§ **STATED PROBLEM**
Reproduce all the entries exactly and keep the pictures out.

Dataset records:
+ + + + +

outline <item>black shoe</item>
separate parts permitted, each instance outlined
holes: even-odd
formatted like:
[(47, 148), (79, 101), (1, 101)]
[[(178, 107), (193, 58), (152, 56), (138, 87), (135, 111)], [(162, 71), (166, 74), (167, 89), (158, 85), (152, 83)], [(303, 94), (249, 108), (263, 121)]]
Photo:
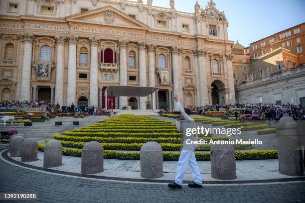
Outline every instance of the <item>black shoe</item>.
[(175, 189), (176, 188), (178, 188), (178, 189), (181, 189), (182, 188), (182, 186), (177, 184), (175, 182), (174, 182), (172, 183), (169, 183), (167, 186), (168, 186), (169, 188), (174, 188)]
[(189, 188), (202, 188), (202, 185), (198, 185), (196, 183), (193, 183), (192, 184), (188, 184), (188, 187)]

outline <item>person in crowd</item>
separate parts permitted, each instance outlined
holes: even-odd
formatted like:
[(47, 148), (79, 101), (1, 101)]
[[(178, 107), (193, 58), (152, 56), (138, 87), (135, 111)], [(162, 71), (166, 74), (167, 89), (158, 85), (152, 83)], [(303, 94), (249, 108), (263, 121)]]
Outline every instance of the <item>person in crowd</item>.
[[(196, 123), (193, 118), (190, 115), (191, 111), (187, 108), (183, 108), (179, 101), (178, 97), (176, 95), (174, 97), (174, 99), (176, 102), (176, 105), (179, 108), (179, 110), (181, 112), (178, 119), (182, 119), (188, 121), (184, 124), (184, 128), (196, 128)], [(183, 135), (183, 137), (184, 137)], [(173, 189), (181, 189), (182, 188), (182, 181), (183, 179), (184, 173), (188, 163), (190, 170), (192, 172), (193, 177), (194, 178), (194, 183), (192, 184), (188, 184), (188, 187), (190, 188), (202, 188), (202, 181), (201, 180), (201, 176), (199, 172), (199, 169), (197, 164), (196, 157), (194, 150), (195, 150), (195, 145), (193, 144), (187, 144), (186, 142), (186, 138), (184, 138), (183, 140), (183, 147), (181, 150), (179, 160), (178, 161), (178, 167), (177, 168), (177, 173), (175, 178), (175, 181), (173, 183), (170, 183), (168, 185), (168, 187)], [(187, 137), (187, 139), (192, 141), (198, 140), (198, 135), (192, 134), (190, 136)]]

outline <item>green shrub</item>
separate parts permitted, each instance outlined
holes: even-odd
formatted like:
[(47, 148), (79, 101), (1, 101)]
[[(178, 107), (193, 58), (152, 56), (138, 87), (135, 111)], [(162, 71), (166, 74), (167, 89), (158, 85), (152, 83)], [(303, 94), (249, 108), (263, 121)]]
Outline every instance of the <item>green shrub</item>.
[[(44, 144), (38, 143), (38, 150), (43, 151)], [(64, 155), (80, 157), (82, 150), (80, 149), (68, 149), (63, 148), (62, 154)], [(210, 160), (209, 152), (195, 152), (196, 158), (198, 161)], [(163, 152), (163, 160), (177, 160), (180, 156), (180, 152)], [(124, 152), (118, 151), (104, 150), (104, 157), (105, 159), (140, 159), (139, 152)], [(274, 159), (278, 158), (277, 150), (252, 150), (235, 152), (235, 159), (238, 160), (244, 159)]]
[(268, 127), (267, 128), (257, 130), (257, 134), (259, 135), (263, 135), (264, 134), (274, 133), (277, 131), (275, 127)]

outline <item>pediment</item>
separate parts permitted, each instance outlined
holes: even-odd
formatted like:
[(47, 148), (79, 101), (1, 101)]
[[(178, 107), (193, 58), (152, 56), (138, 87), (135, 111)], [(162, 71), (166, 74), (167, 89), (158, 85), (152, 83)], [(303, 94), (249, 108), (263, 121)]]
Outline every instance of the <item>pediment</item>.
[(67, 21), (132, 28), (148, 29), (149, 26), (111, 6), (107, 6), (66, 17)]

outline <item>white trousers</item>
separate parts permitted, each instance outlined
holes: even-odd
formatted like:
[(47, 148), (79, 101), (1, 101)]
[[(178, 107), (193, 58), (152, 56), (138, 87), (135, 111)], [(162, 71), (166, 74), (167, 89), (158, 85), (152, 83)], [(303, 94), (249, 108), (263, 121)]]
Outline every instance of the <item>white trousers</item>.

+ + + + +

§ **EXERCISE RESULT**
outline <item>black shoe</item>
separate parts permitted, each instance outlined
holes: even-odd
formatted like:
[(47, 148), (79, 101), (1, 101)]
[[(178, 107), (193, 58), (152, 56), (138, 87), (135, 111)], [(162, 71), (166, 74), (167, 89), (158, 85), (152, 83)], [(303, 94), (249, 108), (263, 121)]]
Photo:
Outline every instance of the <item>black shoe</item>.
[(175, 189), (176, 188), (178, 188), (178, 189), (181, 189), (182, 188), (182, 186), (177, 184), (175, 182), (174, 182), (172, 183), (169, 183), (167, 186), (168, 186), (169, 188), (174, 188)]
[(189, 188), (202, 188), (202, 185), (198, 185), (196, 183), (193, 183), (192, 184), (188, 184), (188, 187)]

outline <item>person in crowd</item>
separate parts permitted, each instance outlined
holes: even-odd
formatted like:
[(47, 148), (79, 101), (1, 101)]
[[(178, 107), (193, 58), (152, 56), (138, 87), (135, 111)], [(162, 71), (166, 74), (167, 89), (158, 85), (152, 83)], [(303, 94), (249, 108), (263, 121)]]
Outline every instance of the <item>person in crowd</item>.
[[(196, 123), (193, 118), (190, 115), (191, 111), (187, 108), (183, 108), (179, 101), (178, 97), (176, 95), (174, 97), (174, 99), (176, 102), (176, 105), (179, 108), (179, 110), (181, 112), (178, 119), (182, 119), (188, 121), (184, 124), (184, 128), (196, 128)], [(183, 135), (183, 137), (184, 137)], [(173, 189), (181, 189), (182, 188), (182, 181), (183, 179), (184, 173), (188, 163), (190, 170), (192, 172), (193, 177), (194, 178), (194, 183), (192, 184), (188, 184), (188, 187), (190, 188), (202, 188), (202, 181), (201, 180), (201, 176), (199, 172), (199, 169), (197, 164), (196, 157), (194, 150), (195, 150), (195, 145), (193, 144), (187, 144), (186, 142), (186, 138), (184, 138), (183, 140), (183, 147), (181, 150), (179, 160), (178, 161), (178, 167), (177, 168), (177, 173), (175, 178), (175, 181), (173, 183), (170, 183), (168, 185), (168, 187)], [(187, 137), (187, 139), (192, 141), (198, 140), (198, 135), (192, 134), (190, 136)]]

outline <item>green shrub</item>
separate parts permitted, each instance outlined
holes: even-odd
formatted like:
[(47, 148), (79, 101), (1, 101)]
[[(178, 107), (193, 58), (152, 56), (138, 87), (135, 111)], [(162, 71), (166, 74), (167, 89), (158, 85), (152, 83)], [(303, 94), (249, 108), (263, 121)]]
Outline every instance of the <item>green shrub</item>.
[[(44, 144), (38, 143), (38, 150), (43, 151)], [(64, 155), (80, 157), (82, 150), (80, 149), (68, 149), (63, 148), (62, 154)], [(210, 160), (209, 152), (195, 152), (196, 158), (198, 161)], [(163, 152), (163, 160), (177, 160), (180, 156), (180, 152)], [(124, 152), (118, 151), (104, 150), (104, 157), (105, 159), (140, 159), (139, 152)], [(274, 159), (278, 158), (277, 150), (252, 150), (235, 152), (235, 159), (238, 160), (244, 159)]]
[(268, 127), (267, 128), (257, 130), (257, 134), (259, 135), (263, 135), (264, 134), (274, 133), (277, 131), (275, 127)]

outline <item>pediment</item>
separate parts permitted, each instance outlined
holes: even-odd
formatted like:
[(47, 148), (79, 101), (1, 101)]
[[(178, 107), (193, 58), (152, 56), (138, 87), (135, 111)], [(162, 71), (166, 74), (167, 89), (158, 85), (152, 83)], [(303, 94), (249, 108), (263, 121)]]
Outline every instance of the <item>pediment</item>.
[(67, 21), (132, 28), (148, 29), (149, 26), (111, 6), (107, 6), (66, 17)]

outline <item>white trousers</item>
separate parts permitted, each instance outlined
holes: even-odd
formatted like:
[(47, 148), (79, 101), (1, 101)]
[[(178, 107), (193, 58), (152, 56), (138, 87), (135, 111)], [(162, 71), (166, 74), (167, 89), (158, 85), (152, 83)], [(303, 94), (249, 108), (263, 121)]]
Outline every instance of the <item>white trousers</item>.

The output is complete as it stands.